Exercise prompt
A faithful copy of the data below is required, leaving out every picture.

The records
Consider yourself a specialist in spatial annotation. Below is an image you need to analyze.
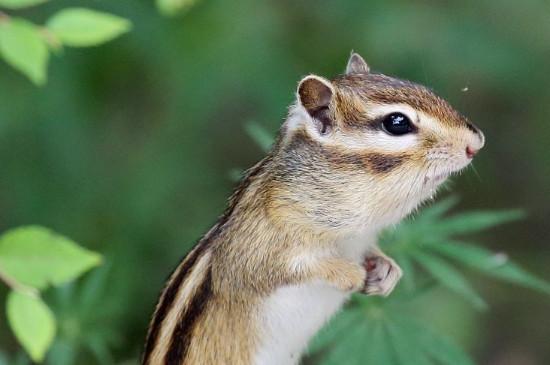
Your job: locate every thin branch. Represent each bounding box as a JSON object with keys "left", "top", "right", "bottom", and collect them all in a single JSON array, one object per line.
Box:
[
  {"left": 0, "top": 10, "right": 9, "bottom": 23},
  {"left": 39, "top": 27, "right": 62, "bottom": 50},
  {"left": 0, "top": 265, "right": 39, "bottom": 298}
]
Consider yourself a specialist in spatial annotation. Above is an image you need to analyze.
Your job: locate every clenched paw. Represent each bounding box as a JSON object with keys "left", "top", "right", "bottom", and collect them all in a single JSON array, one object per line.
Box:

Task response
Consider yourself a specialist in spatial annotation. Below is an image you need to analyze.
Your job: locate every thin branch. Represent each bounding box as a JSON object with keys "left", "top", "right", "bottom", and collect them all in a single JSON array, one object per line.
Box:
[
  {"left": 0, "top": 10, "right": 9, "bottom": 23},
  {"left": 39, "top": 27, "right": 62, "bottom": 50},
  {"left": 0, "top": 265, "right": 39, "bottom": 298}
]
Consider yourself a specialist in spatial annotation. Above is an image you need to analyze.
Your job: locate every clenched paw. Represent each bounding box as a JSON object with keys "left", "top", "right", "bottom", and collect them all in a single JSON array, one object per line.
Box:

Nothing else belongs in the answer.